> [Your goal]:
Copy out, word for word, the lines from the start of the records through the line containing "[[0, 172, 56, 310]]", with both ends included. Leave the pictures out of your answer.

> [Records shown]:
— begin —

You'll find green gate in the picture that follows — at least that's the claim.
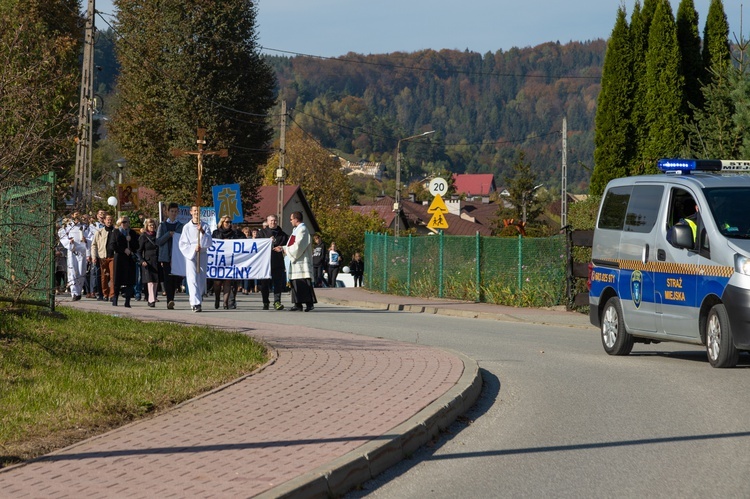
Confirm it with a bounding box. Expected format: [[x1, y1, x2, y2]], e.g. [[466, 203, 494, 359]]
[[0, 172, 56, 310]]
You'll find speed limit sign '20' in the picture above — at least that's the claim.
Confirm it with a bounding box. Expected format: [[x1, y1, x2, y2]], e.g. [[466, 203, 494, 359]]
[[430, 177, 448, 197]]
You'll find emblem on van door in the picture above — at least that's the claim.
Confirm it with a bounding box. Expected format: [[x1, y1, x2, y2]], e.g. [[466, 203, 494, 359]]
[[630, 270, 643, 308]]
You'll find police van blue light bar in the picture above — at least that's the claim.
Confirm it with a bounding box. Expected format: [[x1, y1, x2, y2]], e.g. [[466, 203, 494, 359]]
[[656, 158, 724, 175]]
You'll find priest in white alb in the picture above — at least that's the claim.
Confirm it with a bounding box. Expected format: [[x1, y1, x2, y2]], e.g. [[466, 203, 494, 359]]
[[180, 205, 213, 312]]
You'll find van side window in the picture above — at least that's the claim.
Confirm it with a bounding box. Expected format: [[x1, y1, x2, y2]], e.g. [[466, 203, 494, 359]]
[[625, 185, 664, 233], [599, 185, 633, 230]]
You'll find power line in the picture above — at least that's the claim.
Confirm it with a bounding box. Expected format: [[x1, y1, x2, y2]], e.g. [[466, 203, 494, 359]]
[[260, 46, 602, 80]]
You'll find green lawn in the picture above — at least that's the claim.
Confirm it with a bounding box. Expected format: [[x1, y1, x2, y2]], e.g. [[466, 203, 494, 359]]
[[0, 309, 267, 467]]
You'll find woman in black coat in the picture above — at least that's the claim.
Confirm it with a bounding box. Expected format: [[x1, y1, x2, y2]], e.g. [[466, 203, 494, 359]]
[[112, 217, 138, 308], [138, 218, 159, 308], [211, 215, 245, 309]]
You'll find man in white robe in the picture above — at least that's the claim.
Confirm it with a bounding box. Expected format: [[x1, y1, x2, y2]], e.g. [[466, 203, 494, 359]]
[[180, 205, 213, 312], [58, 212, 88, 301]]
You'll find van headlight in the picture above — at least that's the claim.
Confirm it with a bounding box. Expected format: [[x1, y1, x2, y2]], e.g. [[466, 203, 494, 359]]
[[734, 253, 750, 275]]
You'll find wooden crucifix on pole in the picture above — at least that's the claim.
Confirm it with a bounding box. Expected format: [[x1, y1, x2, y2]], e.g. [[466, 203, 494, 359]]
[[172, 128, 229, 273]]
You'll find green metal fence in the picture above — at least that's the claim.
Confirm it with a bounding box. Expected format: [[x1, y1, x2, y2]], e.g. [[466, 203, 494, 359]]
[[0, 173, 56, 310], [365, 232, 567, 306]]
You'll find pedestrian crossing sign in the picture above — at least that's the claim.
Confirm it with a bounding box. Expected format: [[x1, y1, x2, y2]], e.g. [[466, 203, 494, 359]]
[[427, 214, 448, 229], [427, 194, 448, 214]]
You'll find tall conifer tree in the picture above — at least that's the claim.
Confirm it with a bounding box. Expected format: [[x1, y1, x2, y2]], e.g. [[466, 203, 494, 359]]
[[628, 0, 657, 172], [589, 6, 634, 194], [110, 0, 275, 203], [703, 0, 731, 85], [677, 0, 703, 119], [644, 0, 684, 173]]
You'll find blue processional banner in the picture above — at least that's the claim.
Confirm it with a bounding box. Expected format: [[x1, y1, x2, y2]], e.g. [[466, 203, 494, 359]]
[[211, 184, 245, 224], [172, 234, 273, 280]]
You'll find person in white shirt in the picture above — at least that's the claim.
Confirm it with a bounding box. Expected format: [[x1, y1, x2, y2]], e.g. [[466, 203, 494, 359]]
[[58, 212, 88, 301], [282, 211, 317, 312], [180, 205, 213, 312]]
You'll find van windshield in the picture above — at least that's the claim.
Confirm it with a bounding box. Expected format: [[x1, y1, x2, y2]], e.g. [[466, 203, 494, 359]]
[[703, 187, 750, 239]]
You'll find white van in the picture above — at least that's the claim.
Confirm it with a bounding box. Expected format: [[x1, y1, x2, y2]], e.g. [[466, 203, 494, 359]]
[[589, 159, 750, 367]]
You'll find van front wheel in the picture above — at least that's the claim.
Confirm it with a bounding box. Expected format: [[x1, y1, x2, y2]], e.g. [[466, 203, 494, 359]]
[[601, 296, 633, 355], [706, 303, 739, 367]]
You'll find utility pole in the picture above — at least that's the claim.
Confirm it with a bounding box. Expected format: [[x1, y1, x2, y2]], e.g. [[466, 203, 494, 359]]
[[276, 100, 286, 227], [73, 0, 96, 211], [171, 128, 229, 273], [560, 116, 568, 228]]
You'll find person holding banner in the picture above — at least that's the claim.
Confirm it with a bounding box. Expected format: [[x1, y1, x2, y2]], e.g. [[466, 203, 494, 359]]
[[274, 211, 318, 312], [211, 215, 244, 310], [179, 205, 213, 312]]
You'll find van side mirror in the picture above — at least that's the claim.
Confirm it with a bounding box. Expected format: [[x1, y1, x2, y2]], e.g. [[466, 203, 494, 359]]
[[672, 224, 694, 249]]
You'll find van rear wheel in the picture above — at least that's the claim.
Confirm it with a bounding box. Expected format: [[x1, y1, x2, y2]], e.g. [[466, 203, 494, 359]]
[[706, 303, 739, 367], [601, 296, 633, 355]]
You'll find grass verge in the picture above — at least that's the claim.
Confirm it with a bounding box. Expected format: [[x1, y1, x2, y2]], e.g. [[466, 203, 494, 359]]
[[0, 309, 267, 468]]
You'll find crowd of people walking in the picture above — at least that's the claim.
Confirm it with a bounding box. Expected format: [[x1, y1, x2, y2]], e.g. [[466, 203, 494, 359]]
[[55, 207, 364, 312]]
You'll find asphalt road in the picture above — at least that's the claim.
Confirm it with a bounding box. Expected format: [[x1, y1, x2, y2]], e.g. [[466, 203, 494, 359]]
[[254, 305, 750, 499]]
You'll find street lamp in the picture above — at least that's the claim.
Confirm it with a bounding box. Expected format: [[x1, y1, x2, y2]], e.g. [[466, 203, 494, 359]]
[[522, 184, 544, 227], [393, 130, 435, 237]]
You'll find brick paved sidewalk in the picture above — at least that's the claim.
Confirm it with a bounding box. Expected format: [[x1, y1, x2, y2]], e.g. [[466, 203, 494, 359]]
[[0, 301, 481, 498]]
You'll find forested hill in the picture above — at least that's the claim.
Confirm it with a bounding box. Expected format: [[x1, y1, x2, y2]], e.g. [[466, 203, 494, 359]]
[[267, 40, 606, 192]]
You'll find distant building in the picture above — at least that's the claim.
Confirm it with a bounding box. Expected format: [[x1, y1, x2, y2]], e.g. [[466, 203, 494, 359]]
[[245, 185, 320, 234], [339, 158, 385, 180], [453, 173, 497, 200]]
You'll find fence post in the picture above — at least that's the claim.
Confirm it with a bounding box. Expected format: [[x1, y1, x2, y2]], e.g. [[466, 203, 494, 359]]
[[474, 231, 482, 303], [44, 172, 55, 312], [438, 230, 444, 298], [406, 234, 412, 296], [518, 234, 523, 291], [381, 234, 390, 293]]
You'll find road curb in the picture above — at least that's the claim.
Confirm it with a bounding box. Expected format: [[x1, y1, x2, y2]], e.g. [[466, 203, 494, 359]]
[[256, 350, 482, 499]]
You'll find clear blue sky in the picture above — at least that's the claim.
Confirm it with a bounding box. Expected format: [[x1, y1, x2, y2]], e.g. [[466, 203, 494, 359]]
[[95, 0, 750, 57]]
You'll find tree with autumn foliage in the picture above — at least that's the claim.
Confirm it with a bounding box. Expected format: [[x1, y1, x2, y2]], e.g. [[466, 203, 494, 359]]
[[262, 127, 386, 258], [0, 0, 83, 185], [109, 0, 276, 204]]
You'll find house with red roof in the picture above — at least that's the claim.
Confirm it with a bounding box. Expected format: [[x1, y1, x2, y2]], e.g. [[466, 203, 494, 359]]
[[453, 173, 497, 199], [245, 185, 320, 235]]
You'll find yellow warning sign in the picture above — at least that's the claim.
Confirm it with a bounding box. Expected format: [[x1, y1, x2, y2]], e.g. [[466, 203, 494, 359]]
[[427, 214, 448, 229], [427, 194, 448, 214]]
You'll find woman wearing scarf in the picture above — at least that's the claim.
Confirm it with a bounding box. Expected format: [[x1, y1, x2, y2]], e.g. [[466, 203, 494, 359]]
[[138, 218, 159, 308], [274, 211, 318, 312], [211, 215, 244, 310], [112, 217, 138, 308]]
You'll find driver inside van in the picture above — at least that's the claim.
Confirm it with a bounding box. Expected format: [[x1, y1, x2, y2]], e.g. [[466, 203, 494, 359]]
[[667, 197, 700, 245]]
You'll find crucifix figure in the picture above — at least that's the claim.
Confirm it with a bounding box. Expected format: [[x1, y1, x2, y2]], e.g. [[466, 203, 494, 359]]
[[172, 128, 229, 273]]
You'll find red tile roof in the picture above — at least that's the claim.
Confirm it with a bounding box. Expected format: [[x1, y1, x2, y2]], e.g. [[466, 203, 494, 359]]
[[352, 196, 492, 236], [453, 173, 496, 196]]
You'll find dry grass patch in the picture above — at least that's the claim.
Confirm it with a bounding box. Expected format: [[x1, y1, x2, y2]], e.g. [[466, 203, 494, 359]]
[[0, 309, 267, 468]]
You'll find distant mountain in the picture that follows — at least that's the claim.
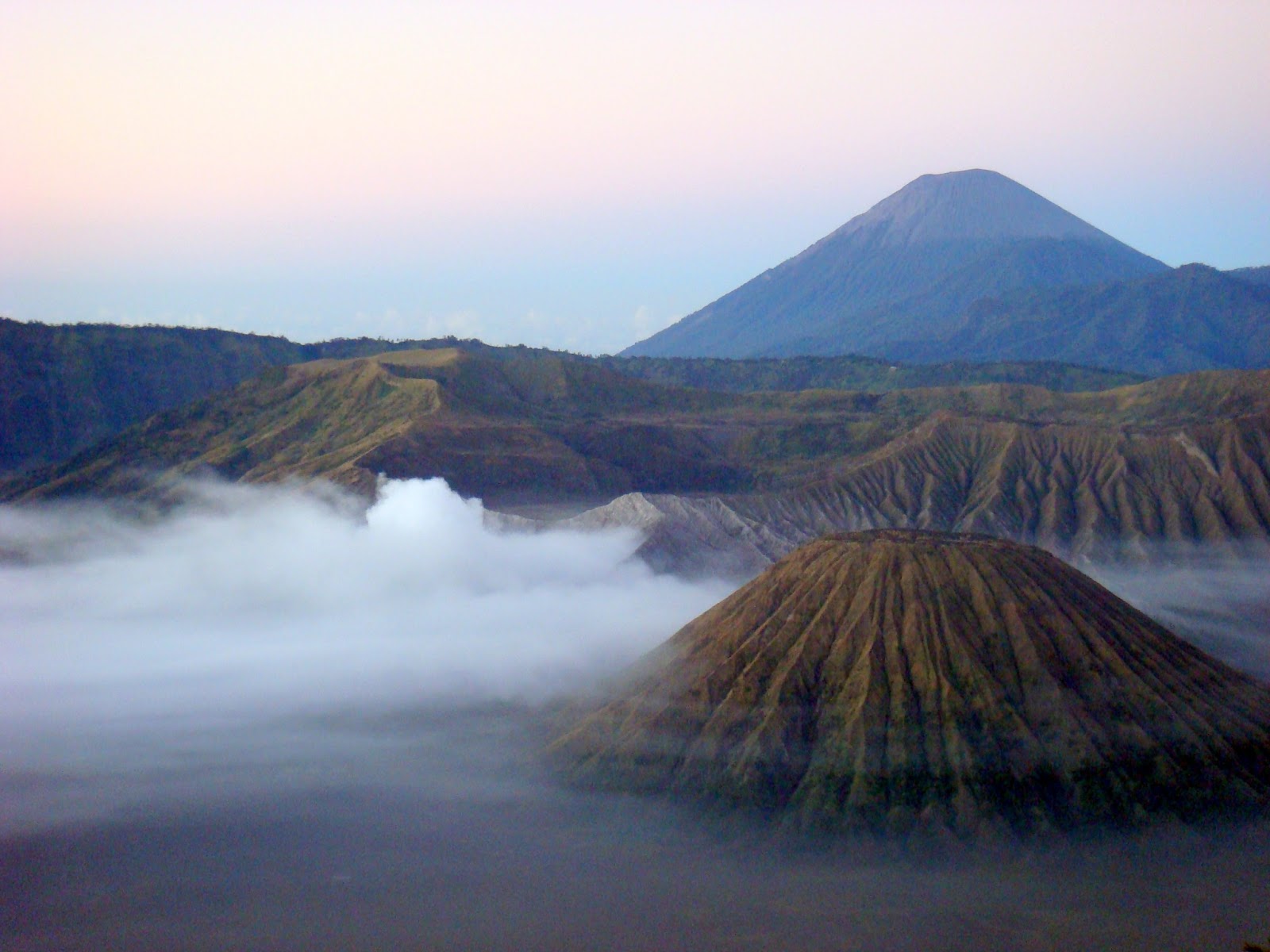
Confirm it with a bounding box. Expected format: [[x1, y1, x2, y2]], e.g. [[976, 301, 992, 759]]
[[887, 264, 1270, 376], [622, 169, 1167, 357], [12, 347, 1270, 573], [1226, 264, 1270, 284], [550, 531, 1270, 838], [0, 347, 1163, 501], [0, 317, 1135, 472]]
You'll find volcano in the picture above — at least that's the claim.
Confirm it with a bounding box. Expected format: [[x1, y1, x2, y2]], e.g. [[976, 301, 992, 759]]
[[624, 169, 1168, 359], [551, 529, 1270, 836]]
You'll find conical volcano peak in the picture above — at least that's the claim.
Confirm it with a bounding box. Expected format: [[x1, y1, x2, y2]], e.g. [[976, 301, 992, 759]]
[[554, 531, 1270, 835], [837, 169, 1115, 246]]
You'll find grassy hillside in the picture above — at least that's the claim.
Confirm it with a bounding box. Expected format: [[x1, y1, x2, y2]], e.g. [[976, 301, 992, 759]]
[[595, 354, 1145, 393], [578, 370, 1270, 574], [0, 347, 1270, 515], [0, 319, 1143, 472]]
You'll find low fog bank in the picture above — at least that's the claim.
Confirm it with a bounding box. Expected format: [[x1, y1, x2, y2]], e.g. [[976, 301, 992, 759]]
[[1082, 547, 1270, 681], [7, 481, 1270, 952], [0, 480, 729, 831]]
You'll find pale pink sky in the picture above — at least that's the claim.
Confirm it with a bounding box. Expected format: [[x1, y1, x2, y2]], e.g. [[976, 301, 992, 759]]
[[0, 0, 1270, 351]]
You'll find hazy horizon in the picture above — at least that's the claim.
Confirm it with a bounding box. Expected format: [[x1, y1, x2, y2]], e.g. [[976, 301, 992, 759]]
[[0, 0, 1270, 353]]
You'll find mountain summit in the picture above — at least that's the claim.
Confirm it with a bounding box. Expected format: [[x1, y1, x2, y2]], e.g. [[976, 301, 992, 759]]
[[554, 529, 1270, 835], [625, 169, 1167, 357], [833, 169, 1119, 248]]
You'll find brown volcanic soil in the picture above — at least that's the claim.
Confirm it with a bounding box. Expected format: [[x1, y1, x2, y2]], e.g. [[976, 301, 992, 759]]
[[552, 531, 1270, 834]]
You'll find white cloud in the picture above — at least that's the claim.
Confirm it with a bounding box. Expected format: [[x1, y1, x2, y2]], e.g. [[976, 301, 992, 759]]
[[0, 480, 728, 792]]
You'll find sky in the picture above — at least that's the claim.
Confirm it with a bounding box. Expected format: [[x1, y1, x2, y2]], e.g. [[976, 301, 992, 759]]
[[0, 0, 1270, 353]]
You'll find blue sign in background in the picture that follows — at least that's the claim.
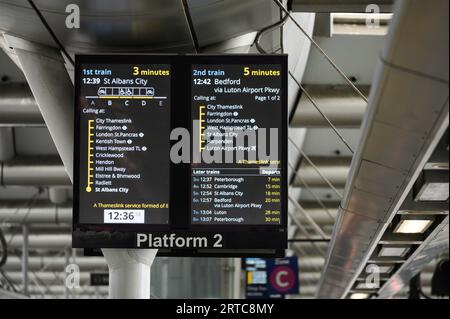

— end —

> [Exercise solution]:
You'll find green gate in the picture that follows — at least that's the claim.
Confirm it with a bounding box. Expected format: [[x1, y1, x2, y2]], e.g. [[466, 203, 494, 359]]
[[0, 172, 56, 310]]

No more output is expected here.